[Annotation data for object locations]
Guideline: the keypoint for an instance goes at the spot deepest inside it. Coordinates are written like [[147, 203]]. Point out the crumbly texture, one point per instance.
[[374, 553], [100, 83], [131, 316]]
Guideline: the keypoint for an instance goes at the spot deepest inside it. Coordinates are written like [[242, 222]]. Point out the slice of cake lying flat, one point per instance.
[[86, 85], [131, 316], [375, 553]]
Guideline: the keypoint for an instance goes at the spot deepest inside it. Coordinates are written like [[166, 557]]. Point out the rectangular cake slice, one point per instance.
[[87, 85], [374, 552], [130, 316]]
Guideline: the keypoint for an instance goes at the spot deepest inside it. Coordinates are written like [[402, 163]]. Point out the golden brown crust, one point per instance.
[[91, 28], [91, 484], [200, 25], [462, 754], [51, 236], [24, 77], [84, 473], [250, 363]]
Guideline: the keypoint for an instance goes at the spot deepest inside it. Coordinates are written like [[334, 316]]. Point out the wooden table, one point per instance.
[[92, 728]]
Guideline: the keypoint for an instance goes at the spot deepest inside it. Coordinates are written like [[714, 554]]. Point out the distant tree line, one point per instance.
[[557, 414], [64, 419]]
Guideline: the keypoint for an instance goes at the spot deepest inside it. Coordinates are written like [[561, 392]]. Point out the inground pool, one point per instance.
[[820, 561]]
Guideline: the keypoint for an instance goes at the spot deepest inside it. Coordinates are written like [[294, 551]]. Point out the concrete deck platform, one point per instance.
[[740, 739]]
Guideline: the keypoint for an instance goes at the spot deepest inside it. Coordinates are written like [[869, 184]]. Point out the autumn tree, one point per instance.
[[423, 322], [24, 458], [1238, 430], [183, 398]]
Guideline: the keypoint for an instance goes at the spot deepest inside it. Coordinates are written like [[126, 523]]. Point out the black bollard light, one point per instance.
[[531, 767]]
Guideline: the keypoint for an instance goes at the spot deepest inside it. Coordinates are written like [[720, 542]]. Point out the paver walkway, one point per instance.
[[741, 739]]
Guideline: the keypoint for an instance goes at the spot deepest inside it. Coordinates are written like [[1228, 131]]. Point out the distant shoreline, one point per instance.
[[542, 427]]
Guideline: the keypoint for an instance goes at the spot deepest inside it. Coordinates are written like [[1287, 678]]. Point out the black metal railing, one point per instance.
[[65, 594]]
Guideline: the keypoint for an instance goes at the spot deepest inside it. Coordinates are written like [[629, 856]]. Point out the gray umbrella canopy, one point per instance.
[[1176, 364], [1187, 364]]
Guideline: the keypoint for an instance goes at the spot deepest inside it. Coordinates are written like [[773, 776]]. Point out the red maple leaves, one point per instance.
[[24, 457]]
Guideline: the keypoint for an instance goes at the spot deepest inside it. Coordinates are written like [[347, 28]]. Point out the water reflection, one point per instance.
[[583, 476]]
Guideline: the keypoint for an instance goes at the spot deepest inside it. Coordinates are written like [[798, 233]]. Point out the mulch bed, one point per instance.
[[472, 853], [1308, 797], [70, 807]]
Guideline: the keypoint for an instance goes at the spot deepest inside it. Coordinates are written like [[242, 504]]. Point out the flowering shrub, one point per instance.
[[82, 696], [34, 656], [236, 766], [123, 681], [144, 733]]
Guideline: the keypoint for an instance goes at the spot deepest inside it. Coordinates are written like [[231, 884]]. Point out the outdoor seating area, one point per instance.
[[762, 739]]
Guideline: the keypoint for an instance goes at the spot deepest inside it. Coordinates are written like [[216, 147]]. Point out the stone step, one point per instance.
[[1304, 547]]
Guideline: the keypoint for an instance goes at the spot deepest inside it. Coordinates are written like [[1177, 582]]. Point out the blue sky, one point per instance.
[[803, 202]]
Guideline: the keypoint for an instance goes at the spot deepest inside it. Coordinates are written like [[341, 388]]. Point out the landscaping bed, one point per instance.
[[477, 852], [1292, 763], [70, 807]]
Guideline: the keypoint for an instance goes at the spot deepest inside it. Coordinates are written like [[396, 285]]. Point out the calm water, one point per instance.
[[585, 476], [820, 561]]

---

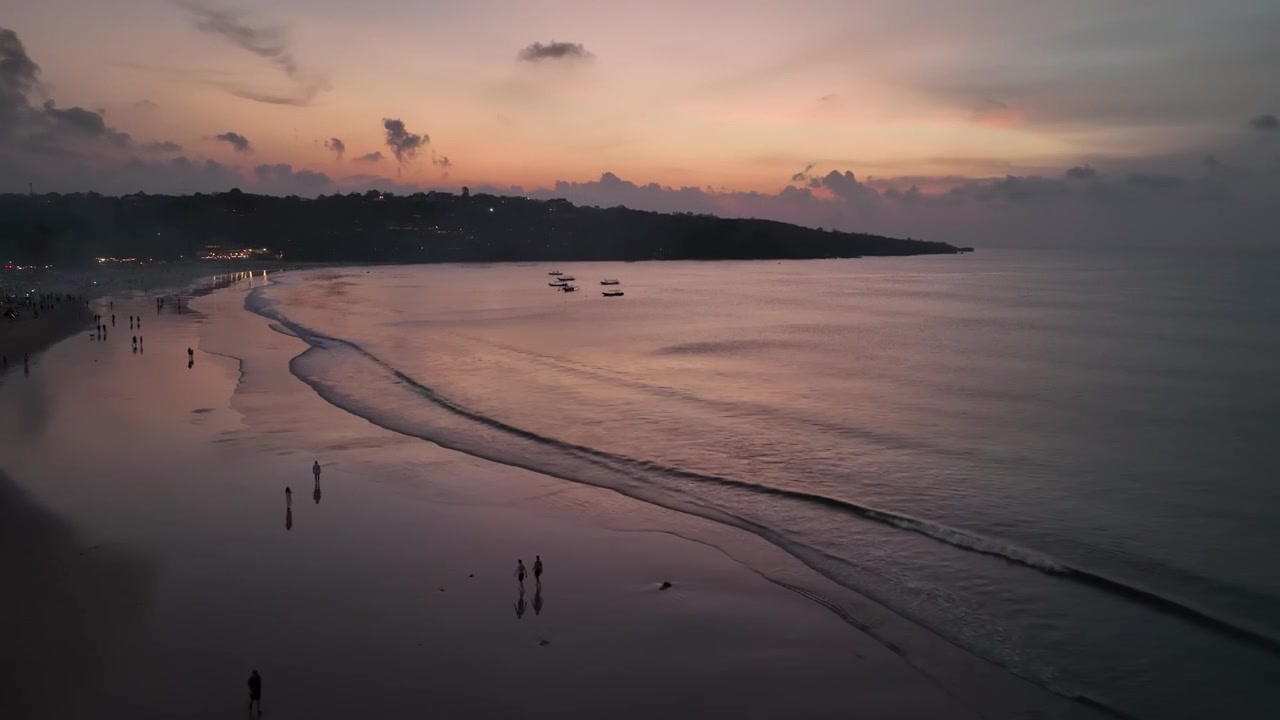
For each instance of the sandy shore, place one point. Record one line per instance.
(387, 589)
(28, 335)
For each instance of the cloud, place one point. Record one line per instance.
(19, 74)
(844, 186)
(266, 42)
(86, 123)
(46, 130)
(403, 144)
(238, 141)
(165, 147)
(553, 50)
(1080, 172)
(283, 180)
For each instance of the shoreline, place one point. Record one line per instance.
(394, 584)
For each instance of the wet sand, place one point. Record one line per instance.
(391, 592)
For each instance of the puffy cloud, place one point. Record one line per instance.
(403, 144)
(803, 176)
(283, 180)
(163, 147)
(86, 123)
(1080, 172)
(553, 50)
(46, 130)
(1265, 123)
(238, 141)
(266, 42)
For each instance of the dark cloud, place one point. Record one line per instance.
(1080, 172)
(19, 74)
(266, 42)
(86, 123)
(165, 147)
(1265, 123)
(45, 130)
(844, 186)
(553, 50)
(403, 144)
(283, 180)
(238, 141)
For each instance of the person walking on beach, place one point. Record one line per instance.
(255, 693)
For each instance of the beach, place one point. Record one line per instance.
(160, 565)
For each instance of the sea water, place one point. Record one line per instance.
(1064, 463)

#### SHORT PROBLEM
Count the lines above that contain the word "black" and give only that number.

#### SOLUTION TO THE PROBLEM
2